# Compiti dell'esercizio:
- A) Ripeti parola per parola il passo del testo sull'islatravir da "Concentrazioni medie di" a "ulteriori 8 settimane.".
- B) Nel testo sull'islatravir, quanti volontari hanno ricevuto l'impianto con il farmaco nel trial di fase I?

# Testo da analizzare:
• • • • • • •
Un livello di 0,05 picomoli di farmaco per milione di linfociti T circolanti (0,05 pmol/106 cellule) viene ritenuto più che adeguato per prevenire l’infezione da Hiv, come determinato in base ai risultati di tre studi: uno su volontari umani trattati con islatravir i cui linfociti sono stati estratti e quindi esposti al virus, un altro basato su scimmie esposte a un virus Hiv artificiale adattato e uno dei trial preliminari sul farmaco, nel quale è stata misurata direttamente la sua capacità di inibire la replicazione dell’Hiv all’interno delle cellule.

Nei tre studi è emerso che un livello di 0,05 pmol/106 cellule era rispettivamente 5, 1,6 e 2,5 volte superiore a quello utile per arrestare l’infezione da Hiv nei soggetti che assumevano la dose più bassa del farmaco.

Concentrazioni medie di islatravir sempre oltre il target 
Nel trial di fase I presentato al congresso, in doppio cieco e controllato con placebo, 24 volontari hanno ricevuto l’impianto con islatravir nel braccio non dominante, otto per ciascuna delle tre dosi, mentre altri in 12 è stato impiegato un impianto placebo. Dopo 3 mesi gli impianti sono stati rimossi e i partecipanti sono stati valutati per ulteriori 8 settimane.
• • • • • • •
Voci del dataset
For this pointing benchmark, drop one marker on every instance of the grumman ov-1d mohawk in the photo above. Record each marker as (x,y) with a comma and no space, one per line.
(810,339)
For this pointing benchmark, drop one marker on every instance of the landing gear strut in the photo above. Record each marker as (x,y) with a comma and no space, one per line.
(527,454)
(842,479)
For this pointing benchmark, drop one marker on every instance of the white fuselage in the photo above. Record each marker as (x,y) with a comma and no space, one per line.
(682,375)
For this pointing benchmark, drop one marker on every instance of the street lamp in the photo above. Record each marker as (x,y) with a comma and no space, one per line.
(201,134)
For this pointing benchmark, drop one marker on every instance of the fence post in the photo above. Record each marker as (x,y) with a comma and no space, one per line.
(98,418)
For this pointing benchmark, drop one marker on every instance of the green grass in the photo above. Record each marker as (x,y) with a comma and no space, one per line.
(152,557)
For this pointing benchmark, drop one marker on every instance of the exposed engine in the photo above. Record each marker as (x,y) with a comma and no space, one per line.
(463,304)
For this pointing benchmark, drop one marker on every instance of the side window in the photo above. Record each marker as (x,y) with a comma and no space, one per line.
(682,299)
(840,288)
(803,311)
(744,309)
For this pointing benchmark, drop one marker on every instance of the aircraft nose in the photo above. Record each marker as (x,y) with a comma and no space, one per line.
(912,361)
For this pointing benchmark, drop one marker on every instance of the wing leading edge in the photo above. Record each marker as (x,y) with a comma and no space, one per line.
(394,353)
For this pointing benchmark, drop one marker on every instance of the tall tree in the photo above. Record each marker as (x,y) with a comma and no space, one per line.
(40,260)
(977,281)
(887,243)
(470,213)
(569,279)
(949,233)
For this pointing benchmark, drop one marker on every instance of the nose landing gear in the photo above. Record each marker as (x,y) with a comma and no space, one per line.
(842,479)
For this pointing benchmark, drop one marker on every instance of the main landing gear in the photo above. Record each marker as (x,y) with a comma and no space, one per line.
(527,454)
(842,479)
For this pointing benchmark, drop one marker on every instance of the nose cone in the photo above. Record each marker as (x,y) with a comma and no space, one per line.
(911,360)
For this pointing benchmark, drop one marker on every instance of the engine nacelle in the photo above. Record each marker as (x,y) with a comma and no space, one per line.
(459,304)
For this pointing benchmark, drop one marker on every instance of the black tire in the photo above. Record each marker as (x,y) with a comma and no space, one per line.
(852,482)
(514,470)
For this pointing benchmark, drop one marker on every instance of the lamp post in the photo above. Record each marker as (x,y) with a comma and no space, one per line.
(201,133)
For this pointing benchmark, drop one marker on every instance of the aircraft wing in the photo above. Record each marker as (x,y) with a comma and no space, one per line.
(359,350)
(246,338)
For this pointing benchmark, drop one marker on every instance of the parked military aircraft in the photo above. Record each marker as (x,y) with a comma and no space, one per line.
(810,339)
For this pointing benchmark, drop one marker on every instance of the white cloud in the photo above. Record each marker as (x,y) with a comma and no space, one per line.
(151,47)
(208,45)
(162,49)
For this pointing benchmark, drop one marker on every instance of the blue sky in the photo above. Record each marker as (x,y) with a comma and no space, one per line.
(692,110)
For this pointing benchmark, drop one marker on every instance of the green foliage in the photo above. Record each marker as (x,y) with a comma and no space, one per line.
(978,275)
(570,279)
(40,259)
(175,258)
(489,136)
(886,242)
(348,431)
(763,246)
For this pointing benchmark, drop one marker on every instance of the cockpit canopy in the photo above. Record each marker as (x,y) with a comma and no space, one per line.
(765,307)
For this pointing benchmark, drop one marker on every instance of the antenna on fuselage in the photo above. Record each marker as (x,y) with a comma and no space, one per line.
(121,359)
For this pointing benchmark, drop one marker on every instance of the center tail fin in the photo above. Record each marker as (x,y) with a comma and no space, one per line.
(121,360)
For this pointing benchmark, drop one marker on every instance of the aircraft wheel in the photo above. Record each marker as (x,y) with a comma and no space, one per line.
• • • • • • •
# Risposte ai compiti:
- A)
Concentrazioni medie di islatravir sempre oltre il target 
Nel trial di fase I presentato al congresso, in doppio cieco e controllato con placebo, 24 volontari hanno ricevuto l’impianto con islatravir nel braccio non dominante, otto per ciascuna delle tre dosi, mentre altri in 12 è stato impiegato un impianto placebo. Dopo 3 mesi gli impianti sono stati rimossi e i partecipanti sono stati valutati per ulteriori 8 settimane.

- B) 24 volontari.